EXERCISE AIM: Copy nothing from the entries below except the lines from the one containing "Spot the rocky mountain" through the one containing "Spot the dust cloud", and copy those exactly.

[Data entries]
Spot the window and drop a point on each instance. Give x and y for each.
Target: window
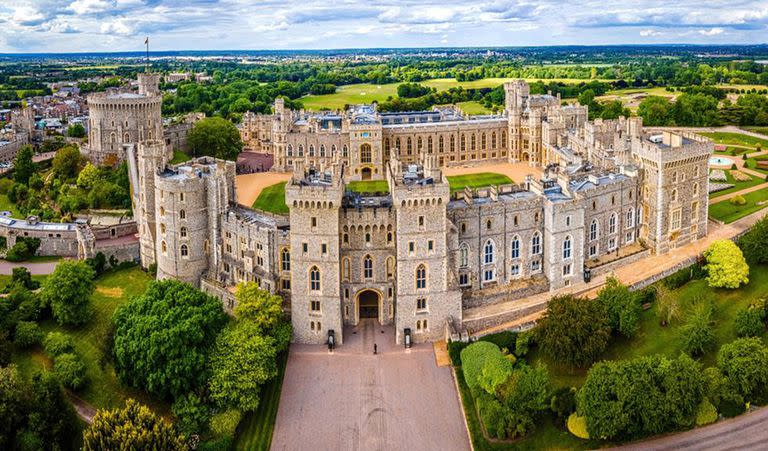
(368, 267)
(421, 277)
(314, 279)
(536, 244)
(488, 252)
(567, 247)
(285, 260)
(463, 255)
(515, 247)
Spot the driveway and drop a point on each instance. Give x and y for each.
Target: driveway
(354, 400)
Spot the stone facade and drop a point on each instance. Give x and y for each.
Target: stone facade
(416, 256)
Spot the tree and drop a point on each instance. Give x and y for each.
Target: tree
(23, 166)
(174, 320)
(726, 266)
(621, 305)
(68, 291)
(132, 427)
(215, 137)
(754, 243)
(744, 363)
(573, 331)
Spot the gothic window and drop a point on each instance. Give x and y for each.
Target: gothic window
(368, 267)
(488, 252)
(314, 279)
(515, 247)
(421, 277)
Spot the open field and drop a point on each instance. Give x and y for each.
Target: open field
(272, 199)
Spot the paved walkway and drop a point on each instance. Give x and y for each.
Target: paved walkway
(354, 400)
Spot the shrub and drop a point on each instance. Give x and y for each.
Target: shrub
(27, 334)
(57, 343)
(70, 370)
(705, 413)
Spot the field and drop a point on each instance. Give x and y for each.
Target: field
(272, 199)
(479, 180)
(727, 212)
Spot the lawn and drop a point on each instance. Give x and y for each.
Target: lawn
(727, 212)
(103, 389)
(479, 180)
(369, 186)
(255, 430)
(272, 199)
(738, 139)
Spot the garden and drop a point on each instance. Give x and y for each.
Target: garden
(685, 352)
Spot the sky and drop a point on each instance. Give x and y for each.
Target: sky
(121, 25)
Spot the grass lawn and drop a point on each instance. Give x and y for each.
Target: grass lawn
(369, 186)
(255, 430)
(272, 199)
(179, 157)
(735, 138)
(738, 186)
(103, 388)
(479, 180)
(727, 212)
* * *
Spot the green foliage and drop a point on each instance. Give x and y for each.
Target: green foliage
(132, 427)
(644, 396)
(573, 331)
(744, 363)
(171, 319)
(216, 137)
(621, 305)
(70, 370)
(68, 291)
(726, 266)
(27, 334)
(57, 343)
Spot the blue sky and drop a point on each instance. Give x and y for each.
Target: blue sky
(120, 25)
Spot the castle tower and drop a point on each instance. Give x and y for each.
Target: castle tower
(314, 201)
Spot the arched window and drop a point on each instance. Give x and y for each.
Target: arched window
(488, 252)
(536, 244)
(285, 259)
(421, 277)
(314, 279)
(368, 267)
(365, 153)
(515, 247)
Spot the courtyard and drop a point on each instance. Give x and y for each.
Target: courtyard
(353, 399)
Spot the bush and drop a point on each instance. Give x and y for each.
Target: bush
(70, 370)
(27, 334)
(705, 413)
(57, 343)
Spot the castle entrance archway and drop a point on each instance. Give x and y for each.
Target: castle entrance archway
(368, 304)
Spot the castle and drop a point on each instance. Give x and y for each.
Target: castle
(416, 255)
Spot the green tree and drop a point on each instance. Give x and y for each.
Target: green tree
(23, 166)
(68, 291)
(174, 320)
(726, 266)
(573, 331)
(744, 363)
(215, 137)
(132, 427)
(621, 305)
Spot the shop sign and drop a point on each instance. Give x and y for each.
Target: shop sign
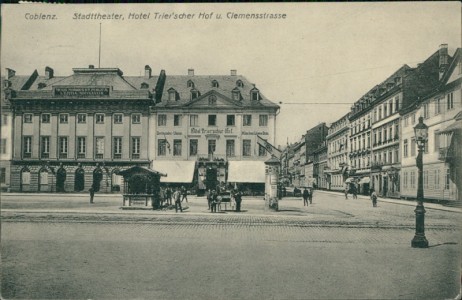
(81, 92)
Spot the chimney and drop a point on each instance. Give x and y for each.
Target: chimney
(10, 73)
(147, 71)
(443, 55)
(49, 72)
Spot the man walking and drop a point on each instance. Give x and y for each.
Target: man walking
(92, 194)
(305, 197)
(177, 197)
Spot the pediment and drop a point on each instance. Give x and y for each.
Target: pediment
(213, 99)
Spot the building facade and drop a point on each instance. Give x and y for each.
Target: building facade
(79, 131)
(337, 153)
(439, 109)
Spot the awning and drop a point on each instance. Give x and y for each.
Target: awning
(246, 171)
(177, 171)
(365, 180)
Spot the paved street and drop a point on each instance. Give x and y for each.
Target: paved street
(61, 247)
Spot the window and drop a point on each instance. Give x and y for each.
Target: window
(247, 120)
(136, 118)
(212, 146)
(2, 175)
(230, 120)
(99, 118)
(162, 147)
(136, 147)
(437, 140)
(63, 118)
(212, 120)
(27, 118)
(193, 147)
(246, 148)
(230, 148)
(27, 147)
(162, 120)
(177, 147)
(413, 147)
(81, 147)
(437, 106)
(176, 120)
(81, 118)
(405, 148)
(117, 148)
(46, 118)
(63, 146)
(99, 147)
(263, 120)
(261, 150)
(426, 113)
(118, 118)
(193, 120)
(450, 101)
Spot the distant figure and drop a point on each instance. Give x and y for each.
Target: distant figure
--
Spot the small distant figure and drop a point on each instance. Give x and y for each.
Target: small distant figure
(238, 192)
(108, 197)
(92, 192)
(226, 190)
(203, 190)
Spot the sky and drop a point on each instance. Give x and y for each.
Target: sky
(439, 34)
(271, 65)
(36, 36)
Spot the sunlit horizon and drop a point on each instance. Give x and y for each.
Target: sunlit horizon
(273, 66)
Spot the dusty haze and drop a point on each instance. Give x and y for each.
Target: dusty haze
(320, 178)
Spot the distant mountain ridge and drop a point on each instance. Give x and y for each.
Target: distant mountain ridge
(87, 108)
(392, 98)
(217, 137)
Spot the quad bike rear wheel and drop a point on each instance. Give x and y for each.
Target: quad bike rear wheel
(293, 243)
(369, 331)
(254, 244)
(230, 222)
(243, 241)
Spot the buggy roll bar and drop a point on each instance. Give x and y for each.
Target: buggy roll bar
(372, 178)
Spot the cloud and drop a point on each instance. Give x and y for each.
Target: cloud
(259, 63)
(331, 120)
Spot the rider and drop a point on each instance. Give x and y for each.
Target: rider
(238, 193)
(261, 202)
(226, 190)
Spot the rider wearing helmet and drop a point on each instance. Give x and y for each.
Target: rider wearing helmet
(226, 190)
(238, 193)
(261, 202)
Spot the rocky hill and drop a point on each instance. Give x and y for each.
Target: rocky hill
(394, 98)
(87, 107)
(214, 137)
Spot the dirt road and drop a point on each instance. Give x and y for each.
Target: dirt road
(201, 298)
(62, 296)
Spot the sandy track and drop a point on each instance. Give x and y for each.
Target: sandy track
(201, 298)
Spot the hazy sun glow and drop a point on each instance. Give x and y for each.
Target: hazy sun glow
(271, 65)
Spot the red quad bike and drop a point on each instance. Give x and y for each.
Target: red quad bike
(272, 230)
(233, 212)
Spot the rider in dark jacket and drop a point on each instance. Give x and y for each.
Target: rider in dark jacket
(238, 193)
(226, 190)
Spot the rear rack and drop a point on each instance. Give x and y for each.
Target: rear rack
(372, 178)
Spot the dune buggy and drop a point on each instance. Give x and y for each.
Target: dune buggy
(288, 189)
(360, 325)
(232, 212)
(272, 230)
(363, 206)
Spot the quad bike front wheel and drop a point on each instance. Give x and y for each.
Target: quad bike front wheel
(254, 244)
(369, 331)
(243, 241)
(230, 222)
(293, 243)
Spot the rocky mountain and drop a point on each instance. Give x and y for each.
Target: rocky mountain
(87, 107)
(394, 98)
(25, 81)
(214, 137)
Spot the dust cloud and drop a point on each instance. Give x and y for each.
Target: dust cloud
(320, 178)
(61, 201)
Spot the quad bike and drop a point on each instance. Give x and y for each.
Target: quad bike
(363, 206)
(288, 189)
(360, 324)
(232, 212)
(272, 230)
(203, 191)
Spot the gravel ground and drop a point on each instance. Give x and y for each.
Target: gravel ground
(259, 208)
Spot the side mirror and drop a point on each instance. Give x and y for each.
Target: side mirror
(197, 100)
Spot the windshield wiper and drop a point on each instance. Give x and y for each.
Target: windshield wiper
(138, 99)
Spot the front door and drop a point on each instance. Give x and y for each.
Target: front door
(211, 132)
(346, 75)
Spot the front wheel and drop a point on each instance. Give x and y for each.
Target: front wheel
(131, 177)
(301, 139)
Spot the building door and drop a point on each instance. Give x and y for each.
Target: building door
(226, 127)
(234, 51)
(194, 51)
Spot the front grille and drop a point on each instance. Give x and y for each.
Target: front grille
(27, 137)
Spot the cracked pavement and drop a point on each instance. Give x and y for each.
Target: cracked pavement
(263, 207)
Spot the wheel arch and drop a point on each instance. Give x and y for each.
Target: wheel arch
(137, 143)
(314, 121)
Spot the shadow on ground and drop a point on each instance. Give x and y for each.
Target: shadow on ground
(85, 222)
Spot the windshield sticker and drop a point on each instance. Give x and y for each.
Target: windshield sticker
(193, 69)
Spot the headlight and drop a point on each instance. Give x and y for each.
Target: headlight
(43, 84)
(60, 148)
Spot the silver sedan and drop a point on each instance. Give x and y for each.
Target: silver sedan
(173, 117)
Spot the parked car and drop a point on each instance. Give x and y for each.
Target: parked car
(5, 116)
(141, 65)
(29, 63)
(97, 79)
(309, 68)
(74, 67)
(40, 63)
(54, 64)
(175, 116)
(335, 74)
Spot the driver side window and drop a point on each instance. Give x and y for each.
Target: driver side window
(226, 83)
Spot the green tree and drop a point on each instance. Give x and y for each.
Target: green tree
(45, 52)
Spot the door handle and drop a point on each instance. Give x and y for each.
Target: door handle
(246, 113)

EXERCISE RESPONSE:
Spot the rocky mountain and drop a point on each instance. Give x and y for each.
Target: rocky mountain
(87, 107)
(394, 98)
(25, 81)
(214, 137)
Spot the dust cloud and drop a point on each instance. Give x and y for each.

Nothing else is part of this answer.